- **Text excerpt**:
-=-=-=-=-

Who knows what evil lurks in the hearts of men? Howard Chaykin?
Well, it’s his turn to figure it out, at least, in this miniseries from 1986 that was one of those Baxter paper “suggested for mature readers” books that was one sign of the huge tonal shift in DC throughout the latter part of the decade. No, the entire company didn’t go completely dark and gritty–that would happen in the 2000s–but a number of books started going in the direction of what would ultimately become Vertigo. DC also seemed to be giving work to a number of people who were known for independent comics more than any work for the big two, Chaykin being one of them because of his American Flagg! book at First Comics.
At this point, I’ve only read a couple of the books he’s written, mainly the sci-fi series Twilight; an issue of Cyberella that he wrote for DC’s short-lived Helix imprint in the 1990s; and the first story arc of American Century, which was a Vertigo series in the early 2000s. He’s also incredibly fun to talk to at a convention, although don’t bring your kids if you don’t want them to hear foul language (although he was very nice to myself and my son).
So as far as The Shadow goes, I’m only familiar with the character through the 1994 Alec Baldwin film, which I saw 25 years ago when it first came out on video. Otherwise, I’ve never read a novel or comic and never listened to an episode of the old radio show. I have heard very nice things about the Denny O’Neil series from the 1970s as well as the Andrew Helfer/Kyle Baker series that came out a couple of years after this one (more on that in a couple of days), and have also heard that this series is considered controversial.

-=-=-=-=-

- **Raw data**:

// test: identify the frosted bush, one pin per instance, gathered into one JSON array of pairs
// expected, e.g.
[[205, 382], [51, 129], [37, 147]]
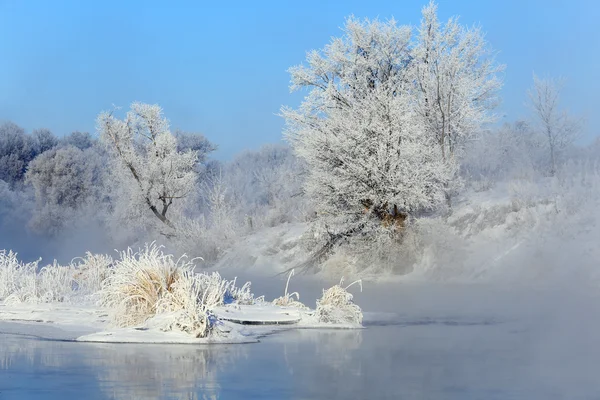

-=-=-=-=-

- **What to do**:
- a) Answer these about the text on The Shadow:
(i) In what year did the miniseries come out?
(ii) Which publisher put out Chaykin's American Flagg!?
(iii) Through which film does the writer know The Shadow?
- b) Write out the text on The Shadow from "Who knows what" to "at First Comics.".
The listing has no connection to the text.

- **Results**:
- a)
(i) 1986
(ii) First Comics
(iii) The 1994 Alec Baldwin film

- b)
Who knows what evil lurks in the hearts of men? Howard Chaykin?
Well, it’s his turn to figure it out, at least, in this miniseries from 1986 that was one of those Baxter paper “suggested for mature readers” books that was one sign of the huge tonal shift in DC throughout the latter part of the decade. No, the entire company didn’t go completely dark and gritty–that would happen in the 2000s–but a number of books started going in the direction of what would ultimately become Vertigo. DC also seemed to be giving work to a number of people who were known for independent comics more than any work for the big two, Chaykin being one of them because of his American Flagg! book at First Comics.